Extracted entries:
--- START ---

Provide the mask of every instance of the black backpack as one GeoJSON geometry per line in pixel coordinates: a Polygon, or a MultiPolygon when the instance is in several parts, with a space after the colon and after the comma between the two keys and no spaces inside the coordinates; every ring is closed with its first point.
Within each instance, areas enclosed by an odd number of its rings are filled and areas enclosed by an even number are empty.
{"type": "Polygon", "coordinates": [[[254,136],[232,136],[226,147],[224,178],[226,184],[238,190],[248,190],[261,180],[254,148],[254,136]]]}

--- END ---
--- START ---

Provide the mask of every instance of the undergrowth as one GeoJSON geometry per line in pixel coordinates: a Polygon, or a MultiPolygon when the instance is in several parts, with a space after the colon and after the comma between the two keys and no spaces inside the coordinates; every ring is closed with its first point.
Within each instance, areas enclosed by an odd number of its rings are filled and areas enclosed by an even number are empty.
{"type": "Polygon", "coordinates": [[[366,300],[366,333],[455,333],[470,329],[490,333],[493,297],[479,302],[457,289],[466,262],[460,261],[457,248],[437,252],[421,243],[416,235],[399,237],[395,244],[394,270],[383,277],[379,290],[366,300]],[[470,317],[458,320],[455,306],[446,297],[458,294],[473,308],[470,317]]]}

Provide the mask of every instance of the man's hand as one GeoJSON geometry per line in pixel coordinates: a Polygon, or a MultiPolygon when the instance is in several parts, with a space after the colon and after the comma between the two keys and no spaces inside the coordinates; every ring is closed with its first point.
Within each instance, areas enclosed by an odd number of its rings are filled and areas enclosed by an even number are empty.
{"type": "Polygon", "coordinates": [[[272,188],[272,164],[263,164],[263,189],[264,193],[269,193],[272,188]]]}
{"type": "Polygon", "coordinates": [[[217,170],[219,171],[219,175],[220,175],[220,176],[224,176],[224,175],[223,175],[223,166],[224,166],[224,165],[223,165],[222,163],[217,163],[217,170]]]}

--- END ---

What the task requires: Count the lines in the two blocks above that contain the string "after". Give only the number.

Task answer: 3